To do: Revise the items from the line containing "of the pupil" through the end of the items, changing "keypoint" to "marker" and leaving everything else as it is. Return only those lines.

Source material:
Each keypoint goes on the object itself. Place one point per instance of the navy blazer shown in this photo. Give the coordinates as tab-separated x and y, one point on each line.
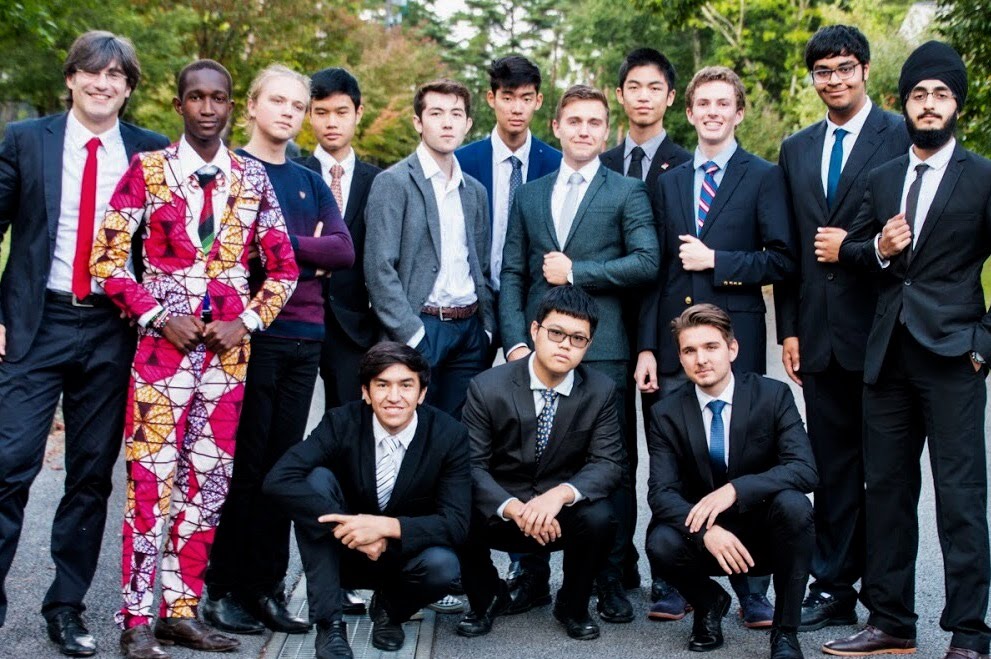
30	203
476	161
749	228
829	306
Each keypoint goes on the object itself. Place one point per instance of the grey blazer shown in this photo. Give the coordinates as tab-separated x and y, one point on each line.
403	251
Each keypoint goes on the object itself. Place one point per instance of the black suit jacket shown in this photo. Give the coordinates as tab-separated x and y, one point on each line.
30	203
585	448
749	228
769	450
347	297
432	494
938	283
669	155
829	306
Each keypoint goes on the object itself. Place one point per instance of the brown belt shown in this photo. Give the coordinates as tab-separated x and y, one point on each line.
451	313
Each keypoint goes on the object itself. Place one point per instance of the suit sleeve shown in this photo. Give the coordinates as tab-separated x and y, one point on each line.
776	260
513	278
384	218
448	526
640	262
795	468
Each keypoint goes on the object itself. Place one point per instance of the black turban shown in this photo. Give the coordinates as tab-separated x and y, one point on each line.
934	60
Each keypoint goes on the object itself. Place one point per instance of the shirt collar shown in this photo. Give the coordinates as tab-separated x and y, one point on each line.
855	125
726	396
77	135
721	158
431	168
649	147
563	387
501	152
938	160
404	436
327	161
190	161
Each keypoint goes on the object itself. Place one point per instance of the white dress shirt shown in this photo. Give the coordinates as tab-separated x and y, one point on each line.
704	400
854	128
111	160
502	170
326	162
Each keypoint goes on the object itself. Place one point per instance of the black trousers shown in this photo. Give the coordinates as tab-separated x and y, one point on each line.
587	531
83	355
920	394
403	583
250	552
780	537
834	413
339	361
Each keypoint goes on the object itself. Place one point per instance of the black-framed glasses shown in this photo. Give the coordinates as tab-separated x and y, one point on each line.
843	72
557	336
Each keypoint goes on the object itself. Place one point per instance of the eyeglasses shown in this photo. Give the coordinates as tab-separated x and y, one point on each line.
557	336
921	95
843	72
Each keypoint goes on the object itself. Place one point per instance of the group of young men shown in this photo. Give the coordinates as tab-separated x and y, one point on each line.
600	274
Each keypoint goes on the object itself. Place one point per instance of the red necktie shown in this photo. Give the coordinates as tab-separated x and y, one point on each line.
81	286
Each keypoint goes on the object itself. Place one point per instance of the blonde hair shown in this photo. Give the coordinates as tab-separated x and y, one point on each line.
271	72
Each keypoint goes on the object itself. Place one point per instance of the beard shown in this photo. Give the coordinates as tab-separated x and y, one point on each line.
930	139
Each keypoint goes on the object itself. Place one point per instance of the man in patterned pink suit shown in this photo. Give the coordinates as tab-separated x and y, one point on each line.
200	210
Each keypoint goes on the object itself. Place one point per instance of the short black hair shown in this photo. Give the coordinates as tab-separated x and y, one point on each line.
334	80
837	40
512	72
571	301
200	65
389	353
647	57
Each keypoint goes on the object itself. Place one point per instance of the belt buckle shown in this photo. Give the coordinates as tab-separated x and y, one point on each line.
76	302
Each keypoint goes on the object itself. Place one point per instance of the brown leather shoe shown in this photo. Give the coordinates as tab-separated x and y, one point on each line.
191	633
140	643
869	641
961	653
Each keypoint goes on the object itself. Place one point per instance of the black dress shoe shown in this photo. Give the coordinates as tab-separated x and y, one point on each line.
577	623
67	631
271	611
529	593
707	626
823	610
613	605
387	635
227	615
478	623
332	641
785	645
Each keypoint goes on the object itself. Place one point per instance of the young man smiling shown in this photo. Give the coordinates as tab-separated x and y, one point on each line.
201	209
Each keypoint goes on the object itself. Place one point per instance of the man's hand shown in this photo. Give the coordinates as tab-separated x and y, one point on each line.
556	268
695	256
222	335
646	372
184	332
518	353
711	505
732	556
827	244
895	236
790	358
359	530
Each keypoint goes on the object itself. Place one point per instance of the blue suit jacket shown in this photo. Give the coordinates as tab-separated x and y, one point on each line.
476	161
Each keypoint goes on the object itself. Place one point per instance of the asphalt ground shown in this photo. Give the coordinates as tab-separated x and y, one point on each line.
535	634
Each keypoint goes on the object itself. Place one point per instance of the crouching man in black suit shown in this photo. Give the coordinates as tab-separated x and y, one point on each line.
380	493
730	464
546	453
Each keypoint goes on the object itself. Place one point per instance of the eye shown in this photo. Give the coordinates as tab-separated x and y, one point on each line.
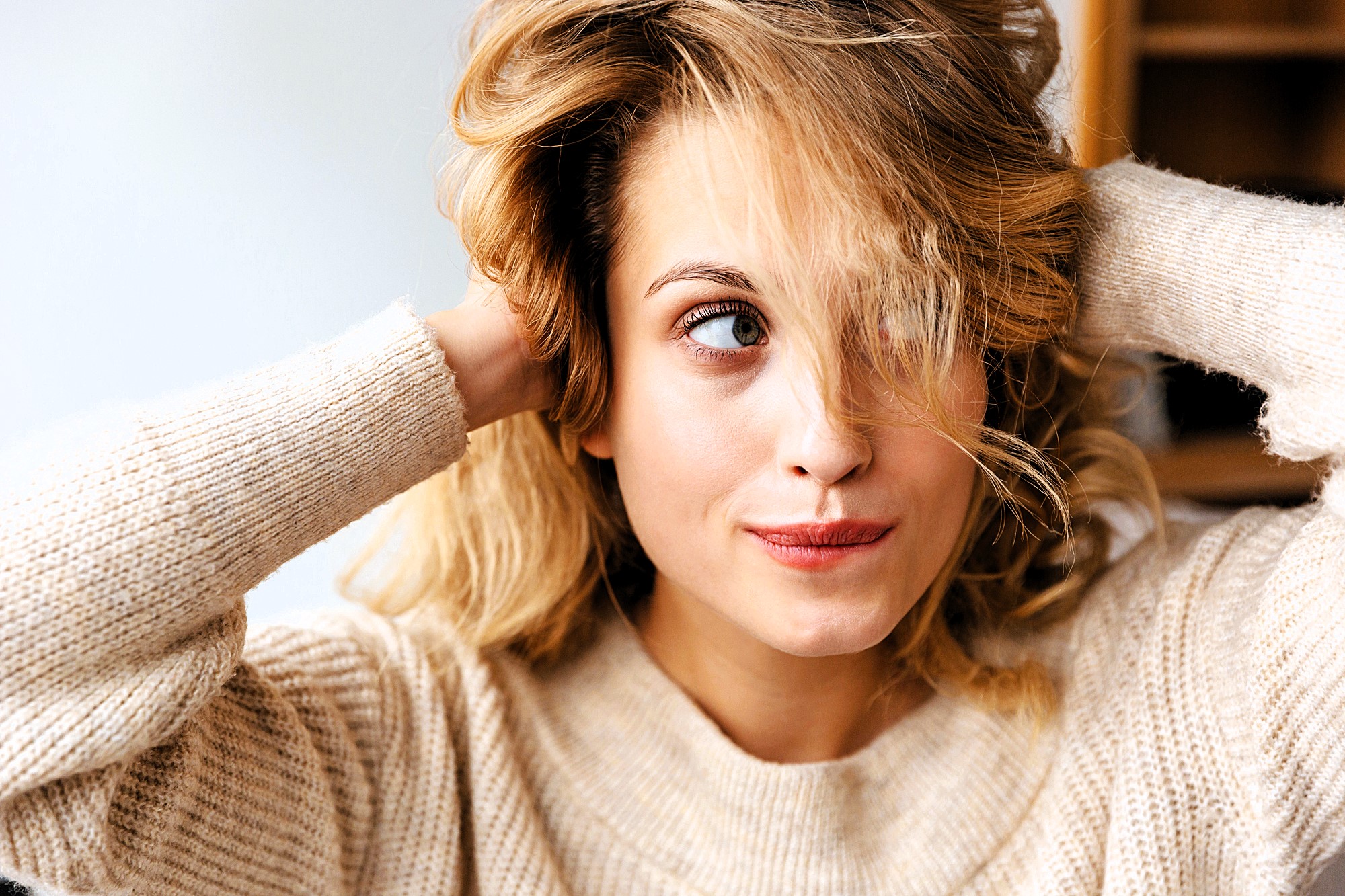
720	327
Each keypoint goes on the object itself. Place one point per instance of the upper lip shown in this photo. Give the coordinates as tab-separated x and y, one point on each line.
832	533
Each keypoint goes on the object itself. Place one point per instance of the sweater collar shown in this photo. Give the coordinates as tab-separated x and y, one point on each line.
929	799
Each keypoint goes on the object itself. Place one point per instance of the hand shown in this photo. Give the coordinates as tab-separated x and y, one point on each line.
497	374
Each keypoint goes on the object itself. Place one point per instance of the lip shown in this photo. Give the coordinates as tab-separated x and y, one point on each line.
814	545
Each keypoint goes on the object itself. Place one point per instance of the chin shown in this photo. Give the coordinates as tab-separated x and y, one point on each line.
828	628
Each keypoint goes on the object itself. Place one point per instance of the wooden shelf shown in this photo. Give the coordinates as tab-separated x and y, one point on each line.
1233	469
1241	42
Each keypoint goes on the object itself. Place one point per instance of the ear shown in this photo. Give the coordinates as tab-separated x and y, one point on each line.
598	443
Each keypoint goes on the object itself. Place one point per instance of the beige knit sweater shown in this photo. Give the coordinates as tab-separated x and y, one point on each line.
149	747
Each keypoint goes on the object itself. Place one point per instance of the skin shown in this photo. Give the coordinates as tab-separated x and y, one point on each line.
712	438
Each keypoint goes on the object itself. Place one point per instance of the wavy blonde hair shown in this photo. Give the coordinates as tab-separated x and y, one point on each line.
949	206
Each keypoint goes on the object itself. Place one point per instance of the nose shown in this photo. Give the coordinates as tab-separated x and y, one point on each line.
814	444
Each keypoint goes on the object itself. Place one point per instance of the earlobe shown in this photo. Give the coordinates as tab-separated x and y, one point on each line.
598	444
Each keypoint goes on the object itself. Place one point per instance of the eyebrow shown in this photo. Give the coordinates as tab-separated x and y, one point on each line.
723	275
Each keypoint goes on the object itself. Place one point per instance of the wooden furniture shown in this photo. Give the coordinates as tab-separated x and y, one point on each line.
1239	92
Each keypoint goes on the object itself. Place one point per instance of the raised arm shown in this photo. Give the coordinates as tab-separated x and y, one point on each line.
1249	623
1246	284
142	744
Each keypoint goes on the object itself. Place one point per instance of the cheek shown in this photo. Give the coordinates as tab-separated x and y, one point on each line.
684	446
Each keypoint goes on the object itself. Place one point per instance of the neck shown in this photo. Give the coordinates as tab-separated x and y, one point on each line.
774	705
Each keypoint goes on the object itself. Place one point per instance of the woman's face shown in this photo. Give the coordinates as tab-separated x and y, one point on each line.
730	470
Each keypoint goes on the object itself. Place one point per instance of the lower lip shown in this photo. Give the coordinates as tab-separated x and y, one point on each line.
817	556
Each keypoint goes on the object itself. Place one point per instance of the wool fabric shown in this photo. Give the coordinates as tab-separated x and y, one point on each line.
151	743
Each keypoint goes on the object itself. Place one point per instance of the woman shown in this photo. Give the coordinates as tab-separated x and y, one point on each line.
797	585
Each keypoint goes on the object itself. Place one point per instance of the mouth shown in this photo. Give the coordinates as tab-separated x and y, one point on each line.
816	545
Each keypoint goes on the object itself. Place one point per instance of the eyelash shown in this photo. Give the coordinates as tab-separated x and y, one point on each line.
701	314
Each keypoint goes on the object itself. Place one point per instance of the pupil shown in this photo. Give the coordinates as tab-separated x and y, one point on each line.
746	330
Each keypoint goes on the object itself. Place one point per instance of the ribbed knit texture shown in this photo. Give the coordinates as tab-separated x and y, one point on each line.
151	744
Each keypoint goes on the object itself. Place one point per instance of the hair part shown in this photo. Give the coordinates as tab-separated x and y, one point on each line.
950	209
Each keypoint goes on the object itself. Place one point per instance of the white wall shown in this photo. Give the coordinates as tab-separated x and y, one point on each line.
189	190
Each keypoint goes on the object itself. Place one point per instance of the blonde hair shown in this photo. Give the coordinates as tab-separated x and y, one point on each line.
949	206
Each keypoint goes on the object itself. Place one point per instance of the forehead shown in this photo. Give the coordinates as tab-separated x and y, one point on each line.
684	197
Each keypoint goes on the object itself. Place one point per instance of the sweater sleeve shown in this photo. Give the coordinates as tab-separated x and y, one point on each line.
1256	287
143	745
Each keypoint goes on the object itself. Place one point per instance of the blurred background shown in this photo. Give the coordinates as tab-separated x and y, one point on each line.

Written reply:
Each marker goes on the object itself. Place one point per instance of the pupil shown in this photo. Give the coordinates as tab-separated x and y, one point on each line.
746	330
Each marker goes on the object itself. Place one point per instance of the ribbed knit texture shown in this photo. Give the coordinates as tab-separated x and y, one point on each line.
151	744
Each marker goes on the object itself. Place one point per instance of the hair part shown in this photo. Give the coordinates as tab-separated x and y, one point on each line.
950	209
Each marker goes on the object itself. Place one point per instance of the white wall shown in this photo. Give the coordinates as tab-separated x and y, one point on each line.
189	190
Each marker goes on the object itself. Place one point per instance of the blonde hair shown in this photo. Give the coordinates as tab-separated x and y, one point on each line.
949	206
Each marker goes on the object itself. Place one point per instance of the forehead shown in this photo. Give the coordinates as tab-separated x and y, one point on each line.
684	197
Each marker goes on the object itself. Place one point per instance of the sweater sleeve shown in this photo. Give the coordinates as tab-separated x and y, one point on each line.
1256	287
143	745
Each marker goes on the object itself. Place one point per instance of the blurred background shown in this photo. Give the coordinates as tab-separated x and y, one point on each line.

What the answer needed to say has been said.